▶ [INSTRUCTIONS TO FOLLOW]
Lay out every line of the items below as a numbered list, omitting blank lines.

Start MATERIAL PROVIDED

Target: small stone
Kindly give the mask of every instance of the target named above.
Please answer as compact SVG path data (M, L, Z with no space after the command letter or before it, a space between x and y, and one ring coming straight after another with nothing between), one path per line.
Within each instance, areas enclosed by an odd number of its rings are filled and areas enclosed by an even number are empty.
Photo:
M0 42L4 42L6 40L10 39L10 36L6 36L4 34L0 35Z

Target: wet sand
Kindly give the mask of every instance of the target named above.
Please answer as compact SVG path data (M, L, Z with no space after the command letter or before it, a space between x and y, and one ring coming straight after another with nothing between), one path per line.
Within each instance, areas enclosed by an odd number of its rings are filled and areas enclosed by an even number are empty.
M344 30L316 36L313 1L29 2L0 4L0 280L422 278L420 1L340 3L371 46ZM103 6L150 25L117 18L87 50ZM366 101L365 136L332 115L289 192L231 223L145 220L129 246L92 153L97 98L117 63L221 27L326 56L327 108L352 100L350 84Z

End MATERIAL PROVIDED

▶ [RESPONSE]
1. Target: small stone
2. Kindly give the mask of every instance of the target named above.
3. Please answer as compact SVG path data (M, L, Z with no space after the command letter or before it, a space between x and y, and one ring coming straight after another with nothing between), one path per line.
4. Within each instance, areas enclosed by an odd number of its rings are filled and areas enclosed by an even number are empty.
5. Photo:
6. M0 42L4 42L6 40L10 39L10 36L6 36L4 34L0 35Z
7. Target: wet sand
8. Kindly give the mask of every instance of the target named above.
9. Please answer as compact SVG path data (M, L, Z with no space after the command letter or before it, a space between x and y, and one ring coming straight after another with nothing between), one path per line.
10. Within each instance, areas enclosed by an odd number of its rings are filled and areas enclosed by an even number are empty.
11. M344 30L316 36L313 1L29 2L0 4L0 280L422 278L420 1L340 3L371 46ZM103 6L150 25L117 18L87 50ZM366 101L365 136L332 115L289 192L231 223L145 220L129 246L92 153L97 98L117 63L221 27L326 56L327 108L352 100L350 84Z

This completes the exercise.